Written problem: Count the lines in the data below that contain the word "water", and reply with the number alone.

Excerpted data:
┌──

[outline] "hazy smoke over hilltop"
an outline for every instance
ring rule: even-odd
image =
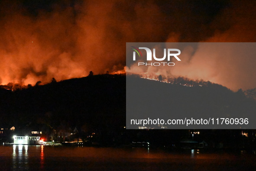
[[[186,1],[2,1],[0,84],[60,81],[90,71],[114,72],[125,66],[126,42],[255,41],[251,3]],[[234,67],[241,75],[248,72]],[[230,86],[228,71],[211,70],[221,75],[204,79],[214,76],[217,83]]]

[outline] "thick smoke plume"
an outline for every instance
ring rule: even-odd
[[[39,81],[49,82],[53,77],[59,81],[87,76],[90,71],[95,74],[120,73],[126,65],[126,42],[255,42],[253,3],[3,1],[0,84],[35,84]],[[237,61],[233,70],[229,71],[224,63],[217,67],[207,64],[218,60],[212,58],[201,67],[193,63],[196,59],[183,67],[185,71],[198,71],[198,75],[178,69],[170,74],[203,78],[233,90],[256,87],[251,81],[255,78],[243,77],[256,71],[248,67],[254,61],[248,59],[239,65],[236,64],[241,59],[227,57],[227,60]],[[209,71],[200,78],[206,67]],[[232,79],[232,85],[227,77]]]

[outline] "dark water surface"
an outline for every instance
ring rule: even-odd
[[[0,145],[0,170],[256,170],[245,151],[172,152],[143,148]]]

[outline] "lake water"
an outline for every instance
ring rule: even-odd
[[[0,145],[0,170],[255,170],[253,152]]]

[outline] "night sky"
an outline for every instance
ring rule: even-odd
[[[256,8],[250,0],[2,0],[0,84],[121,73],[126,42],[255,42]],[[254,58],[191,58],[172,74],[256,87]]]

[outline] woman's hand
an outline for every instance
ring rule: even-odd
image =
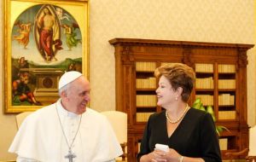
[[[166,160],[166,153],[160,150],[154,150],[153,152],[143,155],[141,159],[141,162],[167,162]]]
[[[181,157],[181,155],[172,148],[169,148],[169,152],[155,149],[152,153],[157,155],[154,159],[156,162],[179,162]]]

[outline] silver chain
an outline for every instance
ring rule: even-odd
[[[69,144],[68,144],[68,142],[67,142],[67,138],[66,134],[65,134],[65,132],[64,132],[63,126],[62,126],[62,124],[61,124],[61,118],[60,118],[59,112],[58,112],[58,109],[57,109],[57,104],[55,104],[55,107],[56,107],[56,112],[57,112],[58,119],[59,119],[59,121],[60,121],[60,124],[61,124],[62,134],[63,134],[63,136],[64,136],[64,137],[65,137],[67,145],[67,147],[68,147],[68,150],[71,150],[71,147],[72,147],[72,145],[73,144],[73,142],[74,142],[74,141],[75,141],[75,139],[76,139],[76,137],[77,137],[78,132],[79,132],[79,128],[80,128],[80,124],[81,124],[81,120],[82,120],[82,114],[81,114],[81,116],[80,116],[80,121],[79,121],[79,128],[78,128],[78,130],[77,130],[76,135],[74,136],[74,137],[73,137],[73,141],[72,141],[72,142],[71,142],[71,145],[69,146]]]

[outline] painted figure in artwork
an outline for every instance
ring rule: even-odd
[[[20,73],[20,78],[13,82],[13,103],[15,105],[41,105],[40,102],[36,101],[28,83],[28,72]]]
[[[55,39],[55,30],[58,30],[56,20],[48,7],[44,8],[43,15],[36,19],[39,34],[39,50],[46,61],[57,61],[55,51],[62,49],[61,40]]]
[[[19,35],[15,35],[14,39],[18,41],[20,44],[23,45],[24,49],[26,49],[26,46],[29,43],[29,33],[32,23],[22,23],[18,20],[15,23],[15,26],[17,26],[19,27]]]
[[[75,30],[79,27],[78,24],[73,23],[72,26],[64,24],[61,27],[65,29],[66,43],[69,50],[71,50],[72,48],[76,47],[79,43],[82,43],[81,39],[76,38],[77,33]]]

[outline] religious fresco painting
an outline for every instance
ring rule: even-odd
[[[11,108],[5,113],[33,111],[56,101],[61,76],[83,72],[83,46],[87,45],[83,32],[76,18],[55,4],[32,5],[14,20],[11,59],[5,66],[11,68],[10,83],[5,84],[11,91]]]

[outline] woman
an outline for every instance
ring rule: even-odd
[[[187,103],[195,83],[193,69],[177,63],[158,67],[154,74],[160,78],[157,105],[166,110],[149,117],[138,161],[221,161],[212,116]],[[156,149],[156,143],[168,145],[169,151]]]

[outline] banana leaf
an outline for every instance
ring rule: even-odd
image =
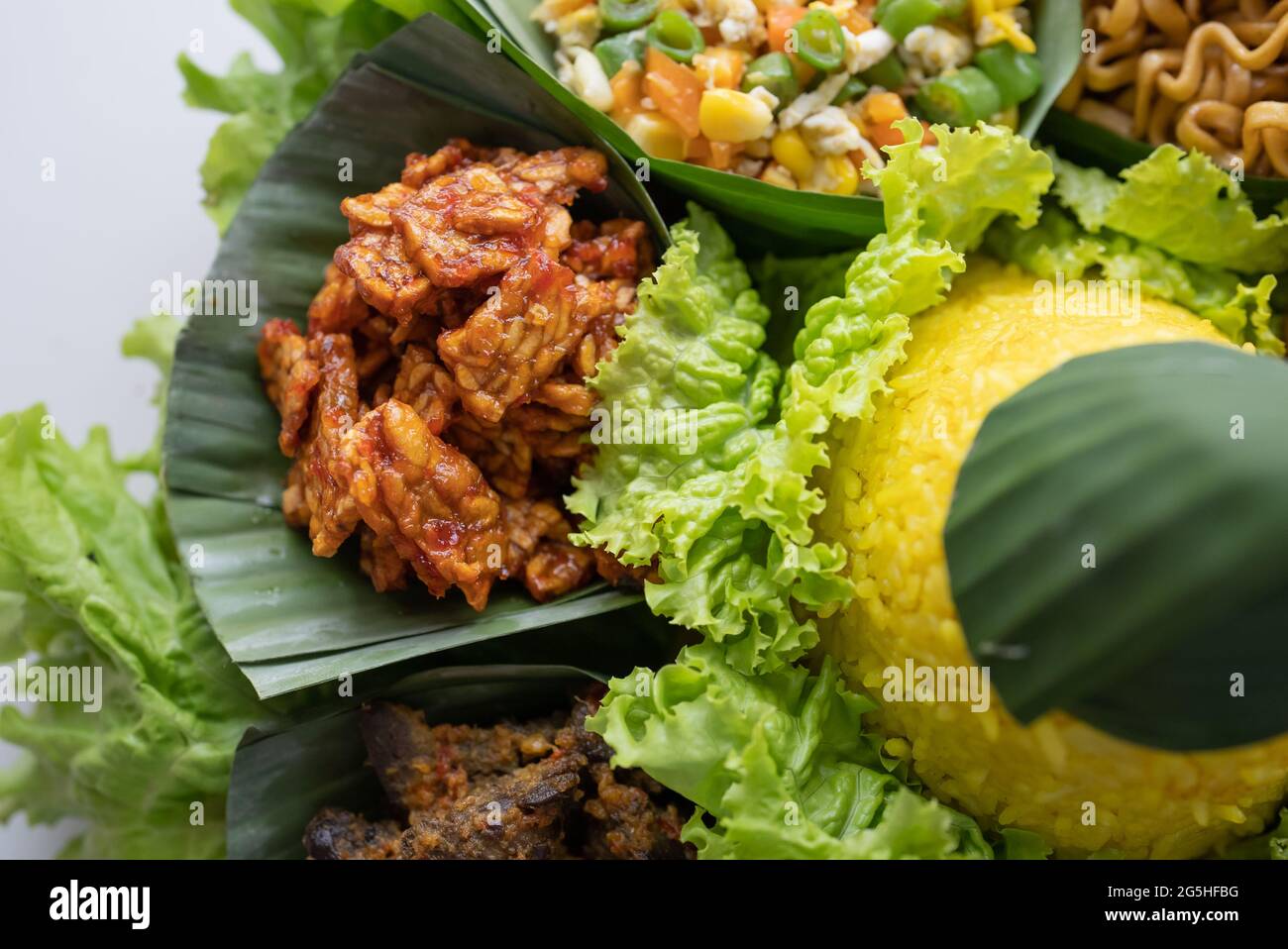
[[[616,668],[625,672],[630,667]],[[435,668],[363,697],[420,708],[430,724],[489,725],[568,708],[596,673],[564,664],[486,664]],[[322,807],[371,816],[388,810],[366,764],[358,707],[316,713],[273,733],[247,733],[228,788],[228,856],[300,859],[301,838]]]
[[[457,135],[528,151],[600,148],[612,184],[576,214],[634,215],[665,246],[665,224],[630,166],[488,53],[478,32],[425,17],[354,61],[265,164],[207,276],[254,287],[254,319],[194,314],[179,339],[167,399],[164,480],[175,542],[215,634],[263,698],[640,599],[596,585],[537,605],[522,591],[497,590],[475,613],[455,594],[376,594],[354,551],[314,558],[282,519],[287,460],[258,377],[260,326],[303,321],[346,240],[343,197],[397,179],[407,152]],[[339,174],[346,166],[352,182]]]
[[[1073,359],[989,412],[944,528],[1007,709],[1225,748],[1288,731],[1288,366],[1206,343]]]
[[[551,95],[559,98],[636,167],[647,158],[650,180],[699,201],[729,220],[739,250],[791,255],[845,250],[885,229],[881,201],[867,196],[841,197],[778,188],[753,178],[648,157],[612,118],[582,102],[556,79],[555,41],[533,22],[540,0],[457,0],[479,28],[492,33],[514,59]],[[1037,0],[1034,39],[1042,62],[1042,90],[1020,116],[1020,131],[1032,136],[1051,103],[1078,67],[1082,12],[1078,4]]]
[[[1038,131],[1039,138],[1052,144],[1061,158],[1078,165],[1094,165],[1112,174],[1144,161],[1154,151],[1148,142],[1123,138],[1109,129],[1061,109],[1051,109]],[[1248,176],[1240,182],[1257,214],[1267,215],[1288,201],[1288,179]]]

└──

Answer to this exercise: 2